**Page**
-------------------------

Plaintiff's counsel had some difficulties with the electronic filing system, and the amended complaint was successfully filed on September 30.

On October 16, 2015, a second initial conference was held at which Mahoney's co-counsel appeared. At the conference, the Court discussed with plaintiff's counsel the obstacles he would face on the issue of absolute prosecutorial immunity, as well as the fact that he appeared not to have complied with state procedures for suing the PANY and the City. Ramirez's counsel stated that a notice of claim with the City was "certainly" filed within 90 days of Ramirez's arrest. The notice of claim was filed on October 15, 2014, however, which is roughly seventeen months after Ramirez's arrest on April 27, 2013.

-------------------------

**Data provided**
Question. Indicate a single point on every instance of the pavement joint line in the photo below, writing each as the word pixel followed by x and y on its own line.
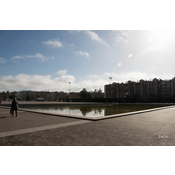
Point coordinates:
pixel 8 112
pixel 41 128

-------------------------

**Exercise set**
A) Using the court excerpt, decide whether each statement agrees with it, answering yes or no and quoting the words that decide it: (i) The amended complaint was successfully filed on September 30. (ii) The notice of claim was filed on October 16, 2015. (iii) Ramirez was arrested on April 27, 2013.
B) Repeat the part of the court excerpt between "On October 16, 2015, a" and "April 27, 2013.", inclusive, and switch "notice of claim" to "claim notice" throughout.
C) According to the court excerpt, on what date was the second initial conference held?

**Answers for the tasks**
A)
(i) Yes: "the amended complaint was successfully filed on September 30."
(ii) No: "The notice of claim was filed on October 15, 2014."
(iii) Yes: "Ramirez's arrest on April 27, 2013."

B)
On October 16, 2015, a second initial conference was held at which Mahoney's co-counsel appeared. At the conference, the Court discussed with plaintiff's counsel the obstacles he would face on the issue of absolute prosecutorial immunity, as well as the fact that he appeared not to have complied with state procedures for suing the PANY and the City. Ramirez's counsel stated that a claim notice with the City was "certainly" filed within 90 days of Ramirez's arrest. The claim notice was filed on October 15, 2014, however, which is roughly seventeen months after Ramirez's arrest on April 27, 2013.

C) October 16, 2015.